*TRY IT*: From the line with "Target: rope" through the line with "Category: woman's curly dark hair", repeat the entries verbatim, both end lines included, and add nothing.
:: RECORDS SUPPLIED ::
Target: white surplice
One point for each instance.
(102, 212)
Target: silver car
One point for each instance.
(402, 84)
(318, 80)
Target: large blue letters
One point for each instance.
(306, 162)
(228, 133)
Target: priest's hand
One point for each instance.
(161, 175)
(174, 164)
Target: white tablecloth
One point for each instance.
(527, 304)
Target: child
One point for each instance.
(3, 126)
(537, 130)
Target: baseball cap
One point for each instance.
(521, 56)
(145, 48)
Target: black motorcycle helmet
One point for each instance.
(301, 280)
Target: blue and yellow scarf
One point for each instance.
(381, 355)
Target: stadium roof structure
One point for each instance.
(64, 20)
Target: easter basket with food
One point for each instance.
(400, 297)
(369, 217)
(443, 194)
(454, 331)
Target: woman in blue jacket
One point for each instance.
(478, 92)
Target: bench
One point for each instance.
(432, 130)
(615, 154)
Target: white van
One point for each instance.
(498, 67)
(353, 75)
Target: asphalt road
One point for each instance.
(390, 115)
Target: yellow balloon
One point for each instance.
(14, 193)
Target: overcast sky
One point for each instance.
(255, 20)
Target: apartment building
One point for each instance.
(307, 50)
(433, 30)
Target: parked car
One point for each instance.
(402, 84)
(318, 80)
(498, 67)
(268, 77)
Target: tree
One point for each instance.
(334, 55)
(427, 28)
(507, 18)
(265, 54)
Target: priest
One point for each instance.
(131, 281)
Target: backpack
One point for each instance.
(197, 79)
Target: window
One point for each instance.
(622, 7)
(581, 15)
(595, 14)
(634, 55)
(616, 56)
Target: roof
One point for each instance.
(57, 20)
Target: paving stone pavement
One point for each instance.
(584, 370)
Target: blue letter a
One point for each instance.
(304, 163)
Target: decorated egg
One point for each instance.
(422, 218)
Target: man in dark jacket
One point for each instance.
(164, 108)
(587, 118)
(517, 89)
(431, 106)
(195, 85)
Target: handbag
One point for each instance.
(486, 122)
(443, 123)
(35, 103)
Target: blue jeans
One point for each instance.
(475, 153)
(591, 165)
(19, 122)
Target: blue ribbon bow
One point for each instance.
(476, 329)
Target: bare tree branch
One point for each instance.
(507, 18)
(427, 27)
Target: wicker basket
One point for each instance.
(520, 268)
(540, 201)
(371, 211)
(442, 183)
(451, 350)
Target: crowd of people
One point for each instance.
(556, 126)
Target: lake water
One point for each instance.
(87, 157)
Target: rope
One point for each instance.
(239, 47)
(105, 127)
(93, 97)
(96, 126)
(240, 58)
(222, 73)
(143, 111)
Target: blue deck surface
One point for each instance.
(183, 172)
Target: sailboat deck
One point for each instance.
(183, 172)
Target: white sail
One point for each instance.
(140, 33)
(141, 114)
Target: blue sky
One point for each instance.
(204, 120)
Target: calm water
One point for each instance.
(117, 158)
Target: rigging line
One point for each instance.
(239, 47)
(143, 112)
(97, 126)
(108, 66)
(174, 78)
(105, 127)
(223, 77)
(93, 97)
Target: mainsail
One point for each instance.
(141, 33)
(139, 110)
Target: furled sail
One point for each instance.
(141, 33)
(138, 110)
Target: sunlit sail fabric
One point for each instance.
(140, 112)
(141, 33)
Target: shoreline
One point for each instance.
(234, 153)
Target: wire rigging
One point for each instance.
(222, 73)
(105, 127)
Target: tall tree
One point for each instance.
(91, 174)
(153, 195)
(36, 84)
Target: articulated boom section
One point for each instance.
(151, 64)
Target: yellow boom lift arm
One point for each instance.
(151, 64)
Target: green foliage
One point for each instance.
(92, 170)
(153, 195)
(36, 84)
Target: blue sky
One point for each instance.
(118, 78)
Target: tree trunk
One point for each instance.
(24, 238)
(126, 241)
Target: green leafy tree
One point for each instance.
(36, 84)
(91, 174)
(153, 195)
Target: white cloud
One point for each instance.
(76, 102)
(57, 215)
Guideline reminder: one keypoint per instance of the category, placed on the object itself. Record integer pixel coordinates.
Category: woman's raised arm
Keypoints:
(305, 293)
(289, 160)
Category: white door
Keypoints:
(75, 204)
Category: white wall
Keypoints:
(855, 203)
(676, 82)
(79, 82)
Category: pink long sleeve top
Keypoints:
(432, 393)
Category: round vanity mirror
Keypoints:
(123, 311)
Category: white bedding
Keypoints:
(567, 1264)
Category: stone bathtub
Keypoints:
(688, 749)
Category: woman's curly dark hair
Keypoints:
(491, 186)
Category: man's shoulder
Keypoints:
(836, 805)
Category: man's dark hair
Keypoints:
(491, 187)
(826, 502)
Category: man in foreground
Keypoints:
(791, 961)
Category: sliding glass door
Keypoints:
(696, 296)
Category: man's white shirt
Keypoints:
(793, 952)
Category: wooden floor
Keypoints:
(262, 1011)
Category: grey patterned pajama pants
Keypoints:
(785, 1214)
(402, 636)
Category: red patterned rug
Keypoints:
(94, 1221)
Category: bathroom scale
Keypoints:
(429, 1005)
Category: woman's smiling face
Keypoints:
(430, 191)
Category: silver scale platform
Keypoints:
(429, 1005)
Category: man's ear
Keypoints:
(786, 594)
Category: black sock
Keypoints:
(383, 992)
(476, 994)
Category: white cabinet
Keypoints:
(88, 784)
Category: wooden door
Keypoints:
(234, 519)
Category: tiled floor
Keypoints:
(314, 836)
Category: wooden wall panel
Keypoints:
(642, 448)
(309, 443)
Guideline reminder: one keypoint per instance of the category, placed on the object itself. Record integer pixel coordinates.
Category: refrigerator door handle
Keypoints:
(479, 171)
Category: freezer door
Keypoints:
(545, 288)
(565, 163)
:::
*RESULT FOR THIS TASK*:
Target: rope
One point for each instance.
(239, 47)
(105, 127)
(93, 97)
(96, 126)
(240, 58)
(222, 73)
(143, 111)
Target: blue deck surface
One point for each instance.
(183, 172)
Target: sailboat deck
One point for each instance.
(183, 172)
Target: white sail
One point for each instance.
(140, 33)
(141, 114)
Target: blue sky
One point for each instance.
(204, 120)
Target: calm water
One point for each instance.
(117, 158)
Target: rigging line
One point for each instance.
(239, 47)
(143, 112)
(97, 126)
(108, 66)
(174, 78)
(105, 127)
(223, 77)
(93, 97)
Target: mainsail
One point for each instance.
(141, 33)
(139, 110)
Target: furled sail
One point for each instance.
(141, 33)
(138, 110)
Target: sunlit sail fabric
One point for each instance.
(140, 112)
(141, 33)
Target: shoreline
One point for each instance.
(234, 153)
Target: wire rigging
One point for each instance.
(222, 73)
(105, 127)
Target: tall tree
One point for each instance.
(91, 174)
(153, 195)
(36, 84)
Target: articulated boom section
One point for each instance.
(151, 64)
Target: yellow boom lift arm
One point for each instance.
(151, 64)
Target: green foliage
One point for each instance.
(92, 170)
(153, 195)
(36, 84)
Target: blue sky
One point for each instance.
(118, 78)
Target: tree trunk
One point for each instance.
(24, 238)
(126, 241)
Target: green leafy tree
One point for each instance.
(36, 84)
(91, 174)
(153, 195)
Target: white cloud
One point for each instance.
(76, 102)
(57, 215)
Guideline reminder: one keypoint per instance of the category, placed on the object itself. Record integer pixel coordinates.
Category: woman's raised arm
Keypoints:
(305, 293)
(289, 160)
Category: white door
Keypoints:
(75, 204)
Category: white wall
Keypoints:
(855, 203)
(676, 82)
(79, 82)
Category: pink long sleeve top
Keypoints:
(432, 393)
Category: round vanity mirror
Keypoints:
(123, 311)
Category: white bedding
Keypoints:
(567, 1264)
Category: stone bathtub
Keypoints:
(688, 749)
Category: woman's curly dark hair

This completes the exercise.